■ The problem: Collect every line of the entries below that contains the word "statue", treating case as significant.

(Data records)
Start

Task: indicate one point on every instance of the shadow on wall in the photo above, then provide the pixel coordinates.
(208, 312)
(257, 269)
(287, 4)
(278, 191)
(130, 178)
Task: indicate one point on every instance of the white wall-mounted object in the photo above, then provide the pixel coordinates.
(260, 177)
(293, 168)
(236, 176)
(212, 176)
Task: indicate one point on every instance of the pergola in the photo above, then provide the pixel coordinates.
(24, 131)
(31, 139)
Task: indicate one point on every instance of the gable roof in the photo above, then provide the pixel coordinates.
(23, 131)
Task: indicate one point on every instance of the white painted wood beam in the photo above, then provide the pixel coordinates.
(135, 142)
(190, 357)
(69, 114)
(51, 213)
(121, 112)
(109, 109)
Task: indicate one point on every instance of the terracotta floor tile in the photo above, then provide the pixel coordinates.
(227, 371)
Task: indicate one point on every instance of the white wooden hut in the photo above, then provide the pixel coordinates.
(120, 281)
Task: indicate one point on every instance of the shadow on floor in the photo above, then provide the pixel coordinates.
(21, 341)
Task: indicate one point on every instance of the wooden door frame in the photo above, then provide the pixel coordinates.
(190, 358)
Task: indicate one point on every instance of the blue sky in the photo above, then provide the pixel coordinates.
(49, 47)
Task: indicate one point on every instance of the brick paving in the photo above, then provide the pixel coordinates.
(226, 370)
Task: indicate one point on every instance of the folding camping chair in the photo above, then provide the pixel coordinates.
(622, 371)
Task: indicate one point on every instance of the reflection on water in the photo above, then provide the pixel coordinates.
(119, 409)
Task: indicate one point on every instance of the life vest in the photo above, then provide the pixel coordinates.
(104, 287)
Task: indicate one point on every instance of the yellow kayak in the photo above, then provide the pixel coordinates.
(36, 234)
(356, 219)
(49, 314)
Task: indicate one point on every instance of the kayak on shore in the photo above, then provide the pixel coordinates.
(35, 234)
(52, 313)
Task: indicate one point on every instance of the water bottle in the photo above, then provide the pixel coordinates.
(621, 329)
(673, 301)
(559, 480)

End
Start

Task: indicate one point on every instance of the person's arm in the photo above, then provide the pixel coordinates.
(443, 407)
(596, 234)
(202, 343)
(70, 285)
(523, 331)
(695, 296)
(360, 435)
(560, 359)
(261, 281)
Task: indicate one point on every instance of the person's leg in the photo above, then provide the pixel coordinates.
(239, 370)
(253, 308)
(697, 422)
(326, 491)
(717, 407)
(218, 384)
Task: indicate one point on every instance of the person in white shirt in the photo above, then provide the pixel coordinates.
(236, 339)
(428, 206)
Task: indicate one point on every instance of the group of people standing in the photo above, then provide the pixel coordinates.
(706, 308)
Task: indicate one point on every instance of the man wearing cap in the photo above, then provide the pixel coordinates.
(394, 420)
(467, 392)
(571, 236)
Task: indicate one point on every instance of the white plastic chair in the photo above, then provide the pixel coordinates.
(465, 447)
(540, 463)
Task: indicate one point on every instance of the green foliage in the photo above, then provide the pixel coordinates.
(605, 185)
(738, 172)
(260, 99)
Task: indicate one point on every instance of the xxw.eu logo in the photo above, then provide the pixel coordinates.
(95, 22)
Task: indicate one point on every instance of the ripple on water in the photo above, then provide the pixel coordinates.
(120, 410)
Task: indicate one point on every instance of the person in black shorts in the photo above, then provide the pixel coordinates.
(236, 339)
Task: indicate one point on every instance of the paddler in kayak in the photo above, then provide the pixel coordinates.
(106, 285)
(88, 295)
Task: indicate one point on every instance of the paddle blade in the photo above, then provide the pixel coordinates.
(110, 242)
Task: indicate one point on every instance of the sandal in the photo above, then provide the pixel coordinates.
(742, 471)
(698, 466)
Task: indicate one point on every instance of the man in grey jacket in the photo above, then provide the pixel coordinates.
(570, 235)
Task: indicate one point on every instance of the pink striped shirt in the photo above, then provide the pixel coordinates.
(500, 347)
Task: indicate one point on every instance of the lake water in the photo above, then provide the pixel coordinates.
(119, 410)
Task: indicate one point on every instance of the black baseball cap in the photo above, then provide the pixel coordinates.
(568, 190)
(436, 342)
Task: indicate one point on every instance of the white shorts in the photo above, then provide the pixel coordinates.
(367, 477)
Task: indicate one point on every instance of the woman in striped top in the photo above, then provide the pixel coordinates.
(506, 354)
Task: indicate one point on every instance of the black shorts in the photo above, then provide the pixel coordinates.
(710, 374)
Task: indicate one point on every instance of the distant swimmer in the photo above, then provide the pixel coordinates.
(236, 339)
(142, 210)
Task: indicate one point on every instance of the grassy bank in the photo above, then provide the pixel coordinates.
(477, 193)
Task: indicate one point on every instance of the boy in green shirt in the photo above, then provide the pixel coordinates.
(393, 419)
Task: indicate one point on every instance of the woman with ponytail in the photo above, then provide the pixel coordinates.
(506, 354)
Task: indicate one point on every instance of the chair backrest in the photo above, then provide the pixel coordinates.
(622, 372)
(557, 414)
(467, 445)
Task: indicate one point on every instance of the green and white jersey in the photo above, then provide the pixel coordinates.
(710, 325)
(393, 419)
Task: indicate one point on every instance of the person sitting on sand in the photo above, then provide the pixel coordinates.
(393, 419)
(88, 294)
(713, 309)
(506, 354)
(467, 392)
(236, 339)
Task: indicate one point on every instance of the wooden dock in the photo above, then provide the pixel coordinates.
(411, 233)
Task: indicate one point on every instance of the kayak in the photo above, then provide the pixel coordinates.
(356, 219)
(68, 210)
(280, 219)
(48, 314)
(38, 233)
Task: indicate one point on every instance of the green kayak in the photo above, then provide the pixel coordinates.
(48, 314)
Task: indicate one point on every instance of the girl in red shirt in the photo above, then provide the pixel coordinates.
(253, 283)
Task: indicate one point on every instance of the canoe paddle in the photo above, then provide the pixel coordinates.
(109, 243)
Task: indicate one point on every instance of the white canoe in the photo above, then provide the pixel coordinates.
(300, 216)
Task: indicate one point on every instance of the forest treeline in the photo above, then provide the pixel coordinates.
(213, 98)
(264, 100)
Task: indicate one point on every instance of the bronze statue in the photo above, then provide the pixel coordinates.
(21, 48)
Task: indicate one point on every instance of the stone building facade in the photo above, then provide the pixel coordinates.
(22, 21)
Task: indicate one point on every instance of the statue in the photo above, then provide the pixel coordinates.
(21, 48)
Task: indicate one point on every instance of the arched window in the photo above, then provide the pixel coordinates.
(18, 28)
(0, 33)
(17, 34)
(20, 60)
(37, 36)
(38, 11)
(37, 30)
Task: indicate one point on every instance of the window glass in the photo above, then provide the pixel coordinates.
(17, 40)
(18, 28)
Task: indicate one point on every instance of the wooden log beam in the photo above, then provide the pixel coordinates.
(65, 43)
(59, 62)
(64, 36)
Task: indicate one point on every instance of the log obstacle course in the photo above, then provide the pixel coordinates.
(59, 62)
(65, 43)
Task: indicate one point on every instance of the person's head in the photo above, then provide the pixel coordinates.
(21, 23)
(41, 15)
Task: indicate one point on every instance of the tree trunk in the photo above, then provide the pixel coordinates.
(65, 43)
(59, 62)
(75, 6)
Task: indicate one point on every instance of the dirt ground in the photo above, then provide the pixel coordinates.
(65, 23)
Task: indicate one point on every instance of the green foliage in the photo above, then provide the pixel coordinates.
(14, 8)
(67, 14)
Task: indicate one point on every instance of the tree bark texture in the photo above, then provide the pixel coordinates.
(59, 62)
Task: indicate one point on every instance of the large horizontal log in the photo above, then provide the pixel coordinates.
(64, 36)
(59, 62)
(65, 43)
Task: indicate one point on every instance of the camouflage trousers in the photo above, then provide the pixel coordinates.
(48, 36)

End
Start

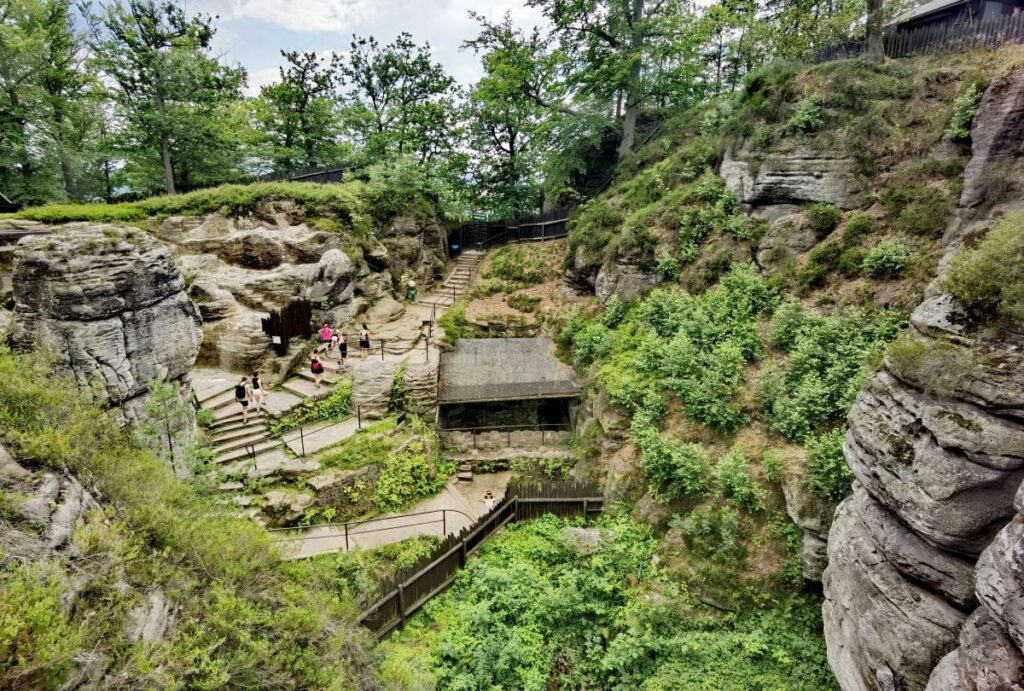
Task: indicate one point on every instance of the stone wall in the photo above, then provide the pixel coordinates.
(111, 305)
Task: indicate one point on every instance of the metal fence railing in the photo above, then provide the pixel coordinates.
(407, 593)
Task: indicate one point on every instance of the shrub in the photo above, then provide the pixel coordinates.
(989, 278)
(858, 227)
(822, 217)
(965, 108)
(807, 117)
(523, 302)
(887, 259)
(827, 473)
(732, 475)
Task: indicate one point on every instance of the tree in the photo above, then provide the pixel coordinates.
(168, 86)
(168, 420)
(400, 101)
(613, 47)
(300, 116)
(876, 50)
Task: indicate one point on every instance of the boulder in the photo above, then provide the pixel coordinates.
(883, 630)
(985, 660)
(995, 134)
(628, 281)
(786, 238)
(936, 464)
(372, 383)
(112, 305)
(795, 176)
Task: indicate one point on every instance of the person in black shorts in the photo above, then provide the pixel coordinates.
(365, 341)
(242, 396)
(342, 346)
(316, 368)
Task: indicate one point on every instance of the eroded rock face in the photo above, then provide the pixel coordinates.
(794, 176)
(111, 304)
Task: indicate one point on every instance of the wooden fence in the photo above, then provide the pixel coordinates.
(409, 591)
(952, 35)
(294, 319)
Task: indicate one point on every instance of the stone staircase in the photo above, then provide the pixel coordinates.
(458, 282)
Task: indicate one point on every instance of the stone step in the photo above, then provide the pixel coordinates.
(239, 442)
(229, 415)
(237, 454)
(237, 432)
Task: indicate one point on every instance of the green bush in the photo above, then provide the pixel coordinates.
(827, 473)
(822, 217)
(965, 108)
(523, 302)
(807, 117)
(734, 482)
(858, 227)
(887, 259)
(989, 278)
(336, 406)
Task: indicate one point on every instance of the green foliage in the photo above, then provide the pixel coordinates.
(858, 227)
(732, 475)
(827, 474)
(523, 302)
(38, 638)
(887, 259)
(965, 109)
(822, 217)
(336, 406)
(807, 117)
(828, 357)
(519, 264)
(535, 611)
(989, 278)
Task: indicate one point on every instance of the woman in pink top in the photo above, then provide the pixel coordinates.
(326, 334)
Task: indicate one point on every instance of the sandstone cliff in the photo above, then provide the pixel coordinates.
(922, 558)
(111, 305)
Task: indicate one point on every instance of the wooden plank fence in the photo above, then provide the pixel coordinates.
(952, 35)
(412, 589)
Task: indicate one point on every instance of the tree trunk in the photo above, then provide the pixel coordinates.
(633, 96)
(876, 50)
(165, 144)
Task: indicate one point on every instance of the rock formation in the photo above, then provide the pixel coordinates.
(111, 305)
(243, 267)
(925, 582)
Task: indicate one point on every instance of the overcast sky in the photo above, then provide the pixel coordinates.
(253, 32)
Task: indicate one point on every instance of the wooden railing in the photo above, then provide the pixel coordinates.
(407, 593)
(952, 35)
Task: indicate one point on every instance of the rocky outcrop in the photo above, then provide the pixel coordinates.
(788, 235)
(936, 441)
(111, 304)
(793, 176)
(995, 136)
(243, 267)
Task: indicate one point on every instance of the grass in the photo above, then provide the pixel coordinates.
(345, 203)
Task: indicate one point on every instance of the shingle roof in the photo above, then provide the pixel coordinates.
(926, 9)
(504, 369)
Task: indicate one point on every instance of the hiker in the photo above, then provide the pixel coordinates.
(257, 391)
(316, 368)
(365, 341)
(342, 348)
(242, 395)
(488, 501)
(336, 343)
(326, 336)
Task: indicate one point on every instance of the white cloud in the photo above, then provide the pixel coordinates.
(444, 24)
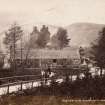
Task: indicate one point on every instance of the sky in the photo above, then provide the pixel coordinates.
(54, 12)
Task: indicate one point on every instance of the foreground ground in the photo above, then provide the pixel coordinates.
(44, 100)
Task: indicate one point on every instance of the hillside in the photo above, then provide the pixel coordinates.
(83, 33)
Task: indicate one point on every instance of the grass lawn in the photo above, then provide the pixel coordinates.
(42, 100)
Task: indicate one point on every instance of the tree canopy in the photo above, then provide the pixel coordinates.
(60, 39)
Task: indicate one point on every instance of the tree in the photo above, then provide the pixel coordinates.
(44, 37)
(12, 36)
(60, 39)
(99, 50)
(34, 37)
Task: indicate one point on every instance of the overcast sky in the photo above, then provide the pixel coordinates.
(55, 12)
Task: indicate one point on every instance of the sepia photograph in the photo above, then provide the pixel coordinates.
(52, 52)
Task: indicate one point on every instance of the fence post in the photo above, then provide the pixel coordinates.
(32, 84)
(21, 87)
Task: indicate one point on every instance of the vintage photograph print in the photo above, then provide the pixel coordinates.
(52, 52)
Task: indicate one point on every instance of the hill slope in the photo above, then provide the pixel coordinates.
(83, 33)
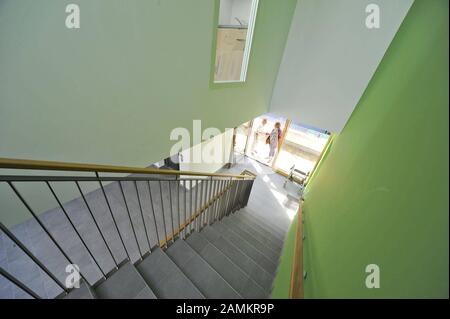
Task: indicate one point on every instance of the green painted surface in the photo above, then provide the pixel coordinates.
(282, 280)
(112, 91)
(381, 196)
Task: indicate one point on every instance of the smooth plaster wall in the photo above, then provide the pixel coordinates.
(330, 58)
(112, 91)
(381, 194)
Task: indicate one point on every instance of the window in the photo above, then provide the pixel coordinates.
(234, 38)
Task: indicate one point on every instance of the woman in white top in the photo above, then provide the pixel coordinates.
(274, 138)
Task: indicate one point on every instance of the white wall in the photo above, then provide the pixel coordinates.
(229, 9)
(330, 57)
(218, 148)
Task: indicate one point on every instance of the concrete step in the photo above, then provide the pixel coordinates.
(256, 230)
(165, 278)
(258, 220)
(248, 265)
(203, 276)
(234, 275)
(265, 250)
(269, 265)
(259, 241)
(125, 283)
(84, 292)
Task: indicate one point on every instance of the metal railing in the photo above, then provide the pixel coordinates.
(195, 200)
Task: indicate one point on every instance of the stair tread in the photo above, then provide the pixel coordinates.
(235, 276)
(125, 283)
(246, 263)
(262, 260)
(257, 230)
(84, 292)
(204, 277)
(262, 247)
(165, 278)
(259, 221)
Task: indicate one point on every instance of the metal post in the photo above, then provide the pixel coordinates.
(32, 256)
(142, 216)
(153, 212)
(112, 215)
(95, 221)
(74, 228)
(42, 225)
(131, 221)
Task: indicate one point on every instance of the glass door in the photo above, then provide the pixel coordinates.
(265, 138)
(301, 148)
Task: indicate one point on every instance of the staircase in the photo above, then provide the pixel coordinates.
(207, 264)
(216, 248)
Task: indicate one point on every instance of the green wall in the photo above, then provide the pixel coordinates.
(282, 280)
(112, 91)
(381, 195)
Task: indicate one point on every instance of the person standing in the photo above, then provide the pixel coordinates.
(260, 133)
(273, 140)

End

■ Result for this exercise:
Task: indicate one point on every instance of the bronze statue in the photo above, then provide the pixel coordinates.
Task: indicate one point on every instance of the statue in the photo above, then provide the pixel coordinates.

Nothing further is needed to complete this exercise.